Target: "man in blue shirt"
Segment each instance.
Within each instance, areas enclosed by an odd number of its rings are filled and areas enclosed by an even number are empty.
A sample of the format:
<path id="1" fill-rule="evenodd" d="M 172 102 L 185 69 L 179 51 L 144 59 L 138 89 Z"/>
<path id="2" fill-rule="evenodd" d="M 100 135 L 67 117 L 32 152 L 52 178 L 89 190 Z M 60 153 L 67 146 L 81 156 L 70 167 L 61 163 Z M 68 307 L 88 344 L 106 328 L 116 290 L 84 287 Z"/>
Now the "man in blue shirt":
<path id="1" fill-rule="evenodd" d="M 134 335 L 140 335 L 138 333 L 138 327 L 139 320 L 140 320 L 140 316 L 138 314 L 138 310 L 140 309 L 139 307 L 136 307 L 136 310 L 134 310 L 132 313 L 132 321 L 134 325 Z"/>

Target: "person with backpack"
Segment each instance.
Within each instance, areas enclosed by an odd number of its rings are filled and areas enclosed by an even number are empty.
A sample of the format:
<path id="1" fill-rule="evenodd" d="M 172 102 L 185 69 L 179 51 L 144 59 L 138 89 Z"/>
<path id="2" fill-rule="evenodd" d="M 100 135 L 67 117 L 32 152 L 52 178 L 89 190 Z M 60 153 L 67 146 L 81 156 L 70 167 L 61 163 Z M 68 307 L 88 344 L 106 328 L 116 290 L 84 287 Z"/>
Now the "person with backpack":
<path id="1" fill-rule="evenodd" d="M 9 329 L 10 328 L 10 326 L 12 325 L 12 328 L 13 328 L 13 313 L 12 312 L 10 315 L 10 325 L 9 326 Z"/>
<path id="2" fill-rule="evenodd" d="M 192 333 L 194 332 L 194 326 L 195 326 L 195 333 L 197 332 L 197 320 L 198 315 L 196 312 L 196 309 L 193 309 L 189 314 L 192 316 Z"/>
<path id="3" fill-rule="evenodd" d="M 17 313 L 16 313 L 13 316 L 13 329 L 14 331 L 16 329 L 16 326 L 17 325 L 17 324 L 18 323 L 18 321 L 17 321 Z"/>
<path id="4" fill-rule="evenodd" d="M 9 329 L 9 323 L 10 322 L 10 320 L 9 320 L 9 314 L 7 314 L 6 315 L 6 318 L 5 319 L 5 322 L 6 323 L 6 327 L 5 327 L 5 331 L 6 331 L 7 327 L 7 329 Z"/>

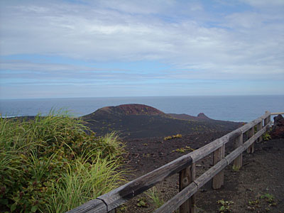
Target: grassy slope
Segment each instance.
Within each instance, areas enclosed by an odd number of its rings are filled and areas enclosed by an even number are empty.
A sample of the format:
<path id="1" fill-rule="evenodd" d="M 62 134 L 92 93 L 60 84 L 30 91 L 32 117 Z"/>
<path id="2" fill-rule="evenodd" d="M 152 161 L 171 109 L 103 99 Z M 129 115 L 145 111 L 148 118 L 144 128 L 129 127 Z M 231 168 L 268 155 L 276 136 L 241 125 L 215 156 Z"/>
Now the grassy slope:
<path id="1" fill-rule="evenodd" d="M 87 133 L 88 132 L 88 133 Z M 97 137 L 65 112 L 0 119 L 0 209 L 65 212 L 118 186 L 117 137 Z"/>

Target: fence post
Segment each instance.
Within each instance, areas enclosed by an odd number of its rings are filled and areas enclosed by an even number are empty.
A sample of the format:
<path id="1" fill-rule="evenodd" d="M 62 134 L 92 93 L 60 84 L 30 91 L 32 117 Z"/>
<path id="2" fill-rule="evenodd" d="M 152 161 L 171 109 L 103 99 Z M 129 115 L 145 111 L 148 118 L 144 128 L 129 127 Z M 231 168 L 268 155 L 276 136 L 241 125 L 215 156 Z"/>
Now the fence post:
<path id="1" fill-rule="evenodd" d="M 254 126 L 251 127 L 248 130 L 248 140 L 251 138 L 254 135 Z M 254 142 L 252 143 L 247 149 L 247 153 L 254 153 Z"/>
<path id="2" fill-rule="evenodd" d="M 214 152 L 213 164 L 216 165 L 225 156 L 225 145 L 223 145 L 219 148 Z M 213 177 L 212 188 L 214 190 L 219 189 L 224 185 L 224 170 L 219 172 L 217 175 Z"/>
<path id="3" fill-rule="evenodd" d="M 195 180 L 195 163 L 180 172 L 180 192 Z M 180 213 L 195 212 L 195 195 L 193 195 L 180 207 Z"/>
<path id="4" fill-rule="evenodd" d="M 261 130 L 261 129 L 262 129 L 262 124 L 263 124 L 263 121 L 261 121 L 261 122 L 259 122 L 259 123 L 256 125 L 256 131 L 259 131 L 260 130 Z M 258 143 L 262 141 L 262 136 L 260 136 L 260 137 L 258 138 L 257 141 L 258 141 Z"/>
<path id="5" fill-rule="evenodd" d="M 237 148 L 239 146 L 243 145 L 243 133 L 240 134 L 235 141 L 234 148 Z M 234 166 L 236 169 L 239 169 L 243 166 L 243 153 L 241 153 L 235 160 L 234 160 Z"/>

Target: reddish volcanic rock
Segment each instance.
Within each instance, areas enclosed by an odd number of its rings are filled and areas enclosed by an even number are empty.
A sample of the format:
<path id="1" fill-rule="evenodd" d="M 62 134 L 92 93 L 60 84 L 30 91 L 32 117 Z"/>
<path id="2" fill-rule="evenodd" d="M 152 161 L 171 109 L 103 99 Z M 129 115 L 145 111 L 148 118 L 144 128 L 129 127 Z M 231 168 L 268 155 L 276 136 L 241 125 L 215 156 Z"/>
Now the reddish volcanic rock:
<path id="1" fill-rule="evenodd" d="M 274 125 L 270 134 L 273 139 L 284 138 L 284 118 L 282 115 L 274 117 Z"/>

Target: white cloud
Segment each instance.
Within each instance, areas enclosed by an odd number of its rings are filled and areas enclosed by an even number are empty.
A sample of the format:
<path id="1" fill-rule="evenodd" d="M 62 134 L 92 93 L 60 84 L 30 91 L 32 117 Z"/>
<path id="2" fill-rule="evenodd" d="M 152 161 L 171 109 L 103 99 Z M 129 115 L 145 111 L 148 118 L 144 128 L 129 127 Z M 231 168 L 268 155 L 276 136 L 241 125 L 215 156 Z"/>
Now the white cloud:
<path id="1" fill-rule="evenodd" d="M 222 19 L 193 1 L 2 3 L 0 53 L 158 60 L 188 70 L 188 78 L 206 73 L 217 79 L 269 74 L 283 79 L 284 16 L 266 8 L 279 10 L 283 1 L 243 1 L 257 10 L 232 11 Z"/>

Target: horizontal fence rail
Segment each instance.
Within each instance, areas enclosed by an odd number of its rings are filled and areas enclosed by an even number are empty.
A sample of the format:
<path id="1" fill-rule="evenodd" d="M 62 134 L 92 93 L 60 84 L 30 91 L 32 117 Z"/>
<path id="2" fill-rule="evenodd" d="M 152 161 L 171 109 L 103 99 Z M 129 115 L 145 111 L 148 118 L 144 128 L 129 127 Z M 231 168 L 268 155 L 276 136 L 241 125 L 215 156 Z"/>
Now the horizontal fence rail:
<path id="1" fill-rule="evenodd" d="M 169 163 L 138 178 L 99 197 L 75 208 L 67 213 L 115 212 L 115 209 L 130 199 L 146 191 L 167 178 L 180 173 L 180 192 L 154 212 L 195 212 L 195 194 L 212 179 L 212 187 L 218 189 L 224 185 L 223 170 L 231 163 L 239 168 L 242 166 L 242 153 L 254 152 L 254 143 L 269 129 L 271 116 L 284 113 L 266 111 L 256 119 L 204 146 L 184 155 Z M 255 131 L 256 132 L 255 133 Z M 244 136 L 246 141 L 243 142 Z M 235 149 L 225 155 L 226 143 L 234 143 Z M 214 153 L 214 166 L 195 179 L 195 163 Z M 188 210 L 190 209 L 190 210 Z"/>

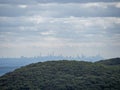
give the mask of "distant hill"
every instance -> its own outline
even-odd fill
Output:
[[[1,76],[0,90],[120,90],[120,58],[30,64]]]

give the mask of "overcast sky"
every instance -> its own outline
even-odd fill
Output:
[[[120,0],[0,0],[0,57],[120,56]]]

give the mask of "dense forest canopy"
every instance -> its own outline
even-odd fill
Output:
[[[120,58],[30,64],[1,76],[0,90],[120,90]]]

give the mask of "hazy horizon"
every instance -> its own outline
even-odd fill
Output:
[[[0,57],[120,56],[119,0],[0,0]]]

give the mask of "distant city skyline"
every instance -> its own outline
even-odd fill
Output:
[[[120,0],[0,0],[0,57],[120,56]]]

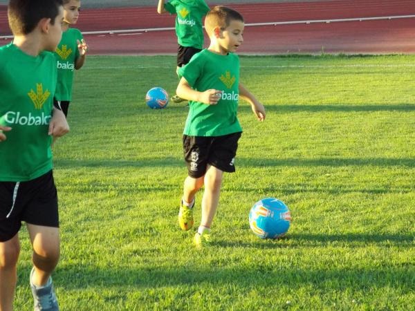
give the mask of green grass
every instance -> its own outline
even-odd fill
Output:
[[[415,57],[241,64],[266,120],[241,103],[237,173],[202,251],[176,223],[187,109],[144,102],[155,86],[174,93],[174,57],[89,57],[77,73],[71,131],[54,149],[63,310],[415,310]],[[250,232],[269,196],[292,211],[287,238]],[[32,304],[21,236],[19,310]]]

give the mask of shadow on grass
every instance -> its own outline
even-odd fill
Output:
[[[55,159],[55,167],[59,169],[73,169],[82,167],[183,167],[184,160],[168,158],[149,158],[140,161],[129,161],[123,160],[72,160]],[[315,159],[265,159],[237,158],[237,167],[348,167],[348,166],[368,166],[368,167],[415,167],[415,159],[412,158],[320,158]]]
[[[409,263],[408,263],[409,266]],[[54,275],[57,286],[66,290],[80,290],[91,287],[109,288],[112,286],[125,290],[131,287],[158,288],[169,286],[226,286],[247,289],[312,285],[315,290],[336,290],[337,286],[353,291],[374,288],[395,288],[403,292],[413,290],[415,272],[408,267],[368,267],[341,269],[326,267],[321,269],[278,267],[275,265],[252,262],[246,267],[148,267],[137,269],[125,267],[100,268],[93,265],[66,266],[58,268]],[[24,278],[26,279],[26,278]],[[203,284],[203,285],[201,284]],[[335,284],[335,286],[333,286]]]
[[[293,112],[308,111],[311,113],[320,112],[371,112],[371,111],[403,111],[412,112],[415,111],[415,104],[356,104],[356,105],[344,105],[344,104],[273,104],[265,105],[266,111],[273,111],[278,113],[290,113]],[[251,111],[250,106],[240,106],[239,109],[244,112]]]
[[[358,243],[353,245],[351,243]],[[353,248],[362,244],[376,243],[378,246],[413,246],[415,237],[411,234],[289,234],[279,240],[260,240],[254,243],[218,241],[215,244],[223,247],[248,247],[259,249],[293,248],[297,247],[322,247],[344,245]]]

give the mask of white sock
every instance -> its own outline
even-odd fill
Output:
[[[201,236],[203,234],[203,232],[206,232],[208,234],[209,234],[210,233],[210,228],[200,225],[199,229],[197,229],[197,233]]]
[[[183,203],[183,205],[185,205],[187,207],[189,207],[190,209],[192,209],[193,208],[193,205],[194,205],[194,198],[193,198],[193,200],[190,202],[186,202],[185,200],[185,199],[183,199],[182,198],[182,203]]]

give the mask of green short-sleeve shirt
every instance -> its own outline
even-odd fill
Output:
[[[12,44],[0,48],[0,124],[12,128],[0,142],[0,181],[31,180],[52,169],[48,131],[56,78],[52,53],[33,57]]]
[[[77,40],[83,37],[75,28],[68,28],[62,33],[62,39],[57,45],[55,56],[57,66],[57,84],[55,98],[57,100],[72,100],[72,85],[75,62],[80,57]]]
[[[179,75],[199,92],[214,88],[223,91],[216,105],[189,102],[183,133],[192,136],[221,136],[242,131],[237,112],[239,97],[239,57],[221,55],[205,49],[195,54]]]
[[[202,18],[210,10],[204,0],[170,0],[165,3],[170,14],[177,14],[176,34],[182,46],[203,47]]]

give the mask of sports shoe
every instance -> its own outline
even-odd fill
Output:
[[[50,277],[46,285],[42,287],[35,286],[32,283],[32,275],[35,268],[30,272],[30,288],[35,302],[35,311],[59,311],[57,299],[53,290],[52,278]]]
[[[197,248],[202,248],[207,246],[210,242],[210,234],[207,232],[203,232],[202,234],[196,232],[193,238],[193,244],[194,244]]]
[[[172,96],[170,100],[172,100],[172,102],[176,102],[176,103],[185,102],[187,100],[185,100],[184,98],[179,97],[177,95]]]
[[[187,231],[193,227],[193,208],[185,205],[182,201],[178,211],[178,225],[182,230]]]

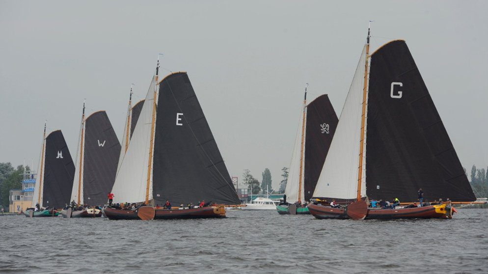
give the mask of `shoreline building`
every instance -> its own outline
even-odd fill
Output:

Written request. Rewrite the part of the listing that runs from its first line through the line containing "329 L 9 323" as a JSON list of strings, one string per line, with blank lines left out.

Output of the exercise.
[
  "Target: \"man in blue shirt\"",
  "Segment each instance.",
  "Within each instance, areas enclosed by an odd number of its rings are filled and areas enclosed by an even number are empty.",
  "A sample of the format:",
  "<path id=\"1\" fill-rule=\"evenodd\" d=\"M 172 102 L 185 69 L 179 51 L 144 59 L 138 89 Z\"/>",
  "<path id=\"2\" fill-rule=\"evenodd\" d=\"M 100 135 L 67 117 L 32 152 L 52 178 L 89 190 Z M 60 153 L 67 146 L 81 156 L 70 167 L 61 163 Z M 68 307 L 88 344 L 106 328 L 116 290 L 84 287 Z\"/>",
  "Now the \"man in blue shirt\":",
  "<path id=\"1\" fill-rule=\"evenodd\" d=\"M 134 335 L 140 335 L 138 333 L 138 327 L 139 320 L 140 320 L 140 316 L 138 314 L 138 310 L 140 309 L 139 307 L 136 307 L 136 310 L 134 310 L 132 313 L 132 321 L 134 325 Z\"/>",
  "Target: \"person with backpack\"",
  "Segment each instance.",
  "Within each instance, areas enclosed by an odd number of its rings are filled and areas enclosed by an even number are empty.",
  "A sample of the format:",
  "<path id=\"1\" fill-rule=\"evenodd\" d=\"M 172 102 L 185 69 L 179 51 L 144 59 L 138 89 Z\"/>",
  "<path id=\"2\" fill-rule=\"evenodd\" d=\"M 100 135 L 67 117 L 32 152 L 52 178 L 89 190 Z M 60 153 L 67 146 L 81 156 L 70 167 L 61 163 Z M 68 307 L 88 344 L 106 328 L 116 290 L 84 287 Z\"/>",
  "Now the \"person with backpack\":",
  "<path id=\"1\" fill-rule=\"evenodd\" d=\"M 9 329 L 10 328 L 10 326 L 12 325 L 12 328 L 13 328 L 13 313 L 12 312 L 10 315 L 10 325 L 9 326 Z\"/>",
  "<path id=\"2\" fill-rule=\"evenodd\" d=\"M 192 333 L 194 332 L 194 326 L 195 326 L 195 333 L 197 332 L 197 320 L 198 315 L 196 312 L 196 309 L 193 309 L 189 314 L 192 316 Z\"/>",
  "<path id=\"3\" fill-rule=\"evenodd\" d=\"M 17 313 L 16 313 L 13 316 L 13 329 L 14 331 L 16 329 L 16 326 L 17 325 L 17 324 L 18 323 L 18 321 L 17 321 Z\"/>",
  "<path id=\"4\" fill-rule=\"evenodd\" d=\"M 9 329 L 9 323 L 10 322 L 10 320 L 9 320 L 9 314 L 7 314 L 6 315 L 6 318 L 5 319 L 5 322 L 6 323 L 6 327 L 5 327 L 5 331 L 6 331 L 7 327 L 7 329 Z\"/>"
]